Required work:
Can you give back, word for word, the lines below from the one containing "Confirm every instance of the white" through the one containing "Target: white background", with the pictures left out?

Record extracts:
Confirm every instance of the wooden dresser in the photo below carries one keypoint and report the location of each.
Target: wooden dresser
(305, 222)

* * *

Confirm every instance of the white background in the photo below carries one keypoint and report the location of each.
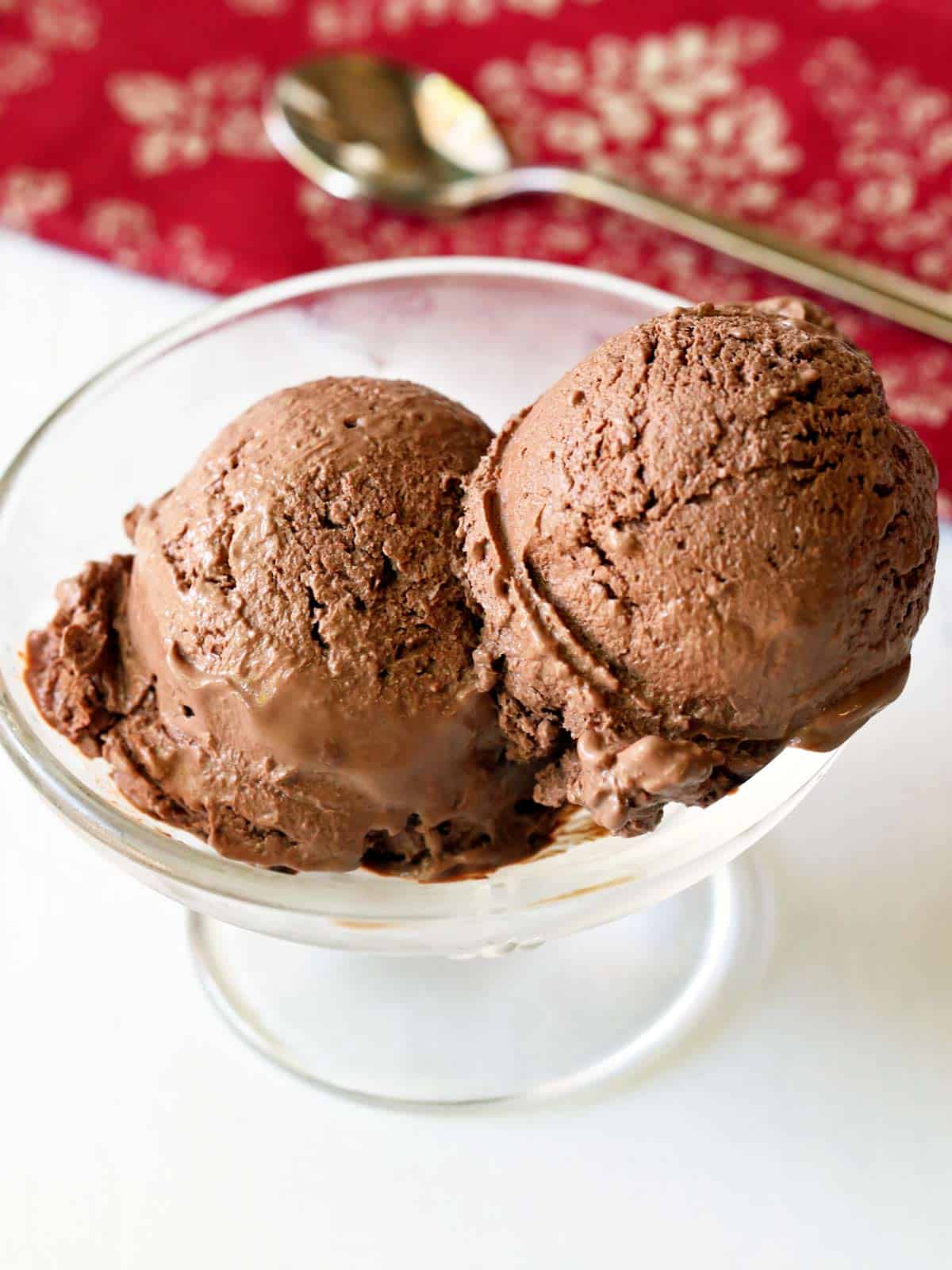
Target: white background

Correct output:
Confirm every instance of the white background in the photo below carries one keypoint and report the location of each.
Target: white background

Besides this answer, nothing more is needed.